**ACTIVITY LIST**.
a – In the quilt biographies, in what year was Columbus Morrison appointed a county magistrate?
b – Continue the quilt biographies from their final sentence.

**PASSAGE TO READ**.
************
Dessie married Columbus Morrison in 1891 and they had four children: Dessie, Paul, Waverly, and Worth. Her husband was from North Carolina and by 1900 the couple was living in Wilkes County. Columbus was a hardware merchant in Wilkesboro and in 1905 was appointed to serve as a county magistrate.
By 1910, Dessie’s mother Alice was living with them, and they employed a cook named Allie Reynolds. Both Worth and Waverly worked in the hardware business. Their oldest son Paul became a civil engineer in the U.S. Navy, but he died of unknown causes in 1931. A year later, Columbus also passed away. In December of 1935, Dessie Morrison moved to Columbia, SC to live with her daughter and she passed away just four months later. Two weeks after Morrison died, her youngest son, Worth, died of “acute alcoholism and bronchitis.”
Crazy Quilt
Dessie Corrie Lee Morrison (1871-1936)
Wilkes County, NC
1901
Dessie Corrie Lee Morrison Jones (1892-1979)
The oldest child of Dessie and Columbus Morrison, Dessie was born in Wilkesboro, NC. She married James Jones in 1912, and they moved to Columbia, SC soon after the wedding. Dessie was active with several organizations, including the USO and YMCA. In 1935, the couple sailed from Charleston to San Juan, Puerto Rico, aboard the Barbara. Her husband worked in state government for much of his career, first as a feed and food inspector and then as the South Carolina Commissioner of Agriculture from 1935-1956.
Caroline “Callie” Mahaffey Babb (1874-1947) 2012.05.01
Callie Mahaffey was born in Greenville County, SC. She was one of the eight children of James and Eliza Mahaffey. Callie grew up on the family farm outside of the small town of Fountain Inn.
************
**PROVIDED RECORDS**.
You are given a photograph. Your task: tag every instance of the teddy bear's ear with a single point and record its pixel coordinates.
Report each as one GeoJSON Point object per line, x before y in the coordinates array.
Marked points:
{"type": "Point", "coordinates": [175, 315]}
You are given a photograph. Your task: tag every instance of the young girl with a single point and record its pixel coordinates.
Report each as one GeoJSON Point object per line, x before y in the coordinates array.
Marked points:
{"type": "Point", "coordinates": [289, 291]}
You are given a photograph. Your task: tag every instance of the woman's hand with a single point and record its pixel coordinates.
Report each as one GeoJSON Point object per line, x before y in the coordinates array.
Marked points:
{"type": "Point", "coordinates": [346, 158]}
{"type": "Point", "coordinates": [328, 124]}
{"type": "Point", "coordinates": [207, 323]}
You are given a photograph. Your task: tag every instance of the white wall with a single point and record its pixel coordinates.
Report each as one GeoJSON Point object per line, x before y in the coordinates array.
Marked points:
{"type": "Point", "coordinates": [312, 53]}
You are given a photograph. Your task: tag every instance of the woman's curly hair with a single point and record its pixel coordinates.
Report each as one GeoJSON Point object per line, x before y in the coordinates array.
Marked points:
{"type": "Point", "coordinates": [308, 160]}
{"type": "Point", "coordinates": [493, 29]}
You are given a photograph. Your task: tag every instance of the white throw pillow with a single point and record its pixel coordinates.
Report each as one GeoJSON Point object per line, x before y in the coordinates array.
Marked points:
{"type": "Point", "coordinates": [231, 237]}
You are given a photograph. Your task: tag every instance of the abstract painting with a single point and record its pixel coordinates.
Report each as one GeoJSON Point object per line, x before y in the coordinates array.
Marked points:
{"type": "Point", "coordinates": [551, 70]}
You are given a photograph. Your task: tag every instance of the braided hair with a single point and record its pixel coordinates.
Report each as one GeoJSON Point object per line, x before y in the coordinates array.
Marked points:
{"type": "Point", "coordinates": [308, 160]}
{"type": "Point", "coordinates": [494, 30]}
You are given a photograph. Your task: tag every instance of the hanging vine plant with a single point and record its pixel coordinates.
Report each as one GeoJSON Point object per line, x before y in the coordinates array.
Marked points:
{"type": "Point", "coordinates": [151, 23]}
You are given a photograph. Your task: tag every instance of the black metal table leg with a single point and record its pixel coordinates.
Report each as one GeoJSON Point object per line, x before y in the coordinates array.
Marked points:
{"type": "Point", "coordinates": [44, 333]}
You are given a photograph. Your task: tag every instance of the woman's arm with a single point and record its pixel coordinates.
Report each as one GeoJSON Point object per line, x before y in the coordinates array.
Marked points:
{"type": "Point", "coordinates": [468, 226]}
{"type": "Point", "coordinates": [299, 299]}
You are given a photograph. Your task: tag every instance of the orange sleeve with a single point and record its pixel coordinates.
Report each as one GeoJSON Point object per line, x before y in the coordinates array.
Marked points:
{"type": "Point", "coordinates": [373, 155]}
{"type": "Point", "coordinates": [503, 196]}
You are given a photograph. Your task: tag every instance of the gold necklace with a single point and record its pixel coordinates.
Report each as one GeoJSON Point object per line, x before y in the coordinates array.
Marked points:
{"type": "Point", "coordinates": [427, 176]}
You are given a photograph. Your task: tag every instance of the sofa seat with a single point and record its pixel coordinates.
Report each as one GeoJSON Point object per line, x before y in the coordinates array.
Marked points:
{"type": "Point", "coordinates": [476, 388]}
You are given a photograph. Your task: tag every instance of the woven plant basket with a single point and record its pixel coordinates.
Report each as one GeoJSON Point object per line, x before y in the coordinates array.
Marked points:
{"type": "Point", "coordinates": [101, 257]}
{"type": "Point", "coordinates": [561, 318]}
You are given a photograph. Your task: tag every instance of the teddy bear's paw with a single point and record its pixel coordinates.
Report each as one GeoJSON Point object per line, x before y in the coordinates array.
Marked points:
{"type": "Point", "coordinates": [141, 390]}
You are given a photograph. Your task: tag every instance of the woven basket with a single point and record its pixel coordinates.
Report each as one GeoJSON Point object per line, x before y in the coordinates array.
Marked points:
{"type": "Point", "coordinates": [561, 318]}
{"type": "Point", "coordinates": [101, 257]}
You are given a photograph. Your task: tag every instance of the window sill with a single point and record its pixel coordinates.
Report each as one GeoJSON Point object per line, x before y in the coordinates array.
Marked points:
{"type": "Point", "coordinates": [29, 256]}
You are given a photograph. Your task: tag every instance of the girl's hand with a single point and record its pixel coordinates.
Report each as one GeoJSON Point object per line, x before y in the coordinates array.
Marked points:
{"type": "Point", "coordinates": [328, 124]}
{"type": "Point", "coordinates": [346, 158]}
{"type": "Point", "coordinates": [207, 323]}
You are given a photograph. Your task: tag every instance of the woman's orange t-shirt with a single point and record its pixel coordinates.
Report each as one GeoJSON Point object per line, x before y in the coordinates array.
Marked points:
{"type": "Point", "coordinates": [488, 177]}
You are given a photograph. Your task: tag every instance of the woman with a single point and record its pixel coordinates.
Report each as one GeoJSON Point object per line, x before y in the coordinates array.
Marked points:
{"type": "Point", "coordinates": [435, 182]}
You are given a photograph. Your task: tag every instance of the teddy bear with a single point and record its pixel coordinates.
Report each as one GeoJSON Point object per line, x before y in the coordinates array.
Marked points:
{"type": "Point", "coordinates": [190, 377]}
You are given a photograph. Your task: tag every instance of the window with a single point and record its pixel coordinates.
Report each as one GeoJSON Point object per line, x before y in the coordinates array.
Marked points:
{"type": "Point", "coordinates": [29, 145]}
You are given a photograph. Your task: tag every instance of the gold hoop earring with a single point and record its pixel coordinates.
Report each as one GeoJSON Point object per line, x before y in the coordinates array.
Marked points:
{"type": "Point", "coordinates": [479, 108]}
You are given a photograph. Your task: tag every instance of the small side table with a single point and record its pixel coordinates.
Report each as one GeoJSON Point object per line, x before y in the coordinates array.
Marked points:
************
**TASK RESULTS**.
a – 1905

b –
She married Victor Babb in 1897, and by 1900 they were living in Fountain Inn with their two young children, Fay and Victor, Jr. Victor Babb was a merchant who ran a general store and managed the family farm. Their daughter Fay died just after her first birthday, though a second son, James, was born in 1907. Victor Jr. worked as the bookkeeper in his father’s store.
According to court documents, Victor was one of the wealthiest men in town and “in the habit of lending considerable sums of money.” In 1908, the Babbs purchased over 450 acres of land in nearby Laurens County. Victor was active in showing livestock at county fairs. He won awards at the 1913 Fairview Stock Show for his work with Shetland ponies and again in 1915 at the Laurens County Fair for “Best grade cow, any age.”
Victor, Jr. stayed in Fountain Inn area, attended Furman in 1918, was drafted the same year during WWI. He then returned to Fountain Inn to work in the insurance industry. In 1924, Callie was a founding member of the local chapter of The United Daughters of the Confederacy. By 1930, James was still living at home and Victor had retired from the mercantile business.
Pinwheel Variation
Caroline Mahaffey Babb (1874-1947)
Fountain Inn, SC
1900
Eva D. Lovelace Counts (1878-1942) 2007.01.173.01
Eva Lovelace was born in the Mt. Pilgrim community in Newberry County, SC, the daughter of Drury Lovelace and Johanna Hartman. A farmer, her father died of typhoid fever in 1881. At the time of his passing, her mother was 26 and had three children, Oscar, Eva, and Mary, all under the age of 6. The young couple had also lost an 18-month old child in 1873 to unknown causes. As a child, Eva was musically inclined, appearing in numerous school choral productions.
Her widowed mother remained single and according to an announcement in the Newberry Herald and News, Johanna had one of her eyes removed in “a delicate and successful surgical operation” in 1893. Eva remained close with her mother throughout her life. Newberry newspapers contain numerous entries of visits and shopping trips between the two.
In 1896, Eva married Enos Counts, a farmer and mechanic from Newberry County. They had two children, Jennie and Horace. Like her mother, Jennie was also active in school choral productions. Eva was a leader in the local Ladies’ Aid Society, often hosting meetings in her home. Eva and her daughter frequently assisted with the food at local community fairs and gatherings.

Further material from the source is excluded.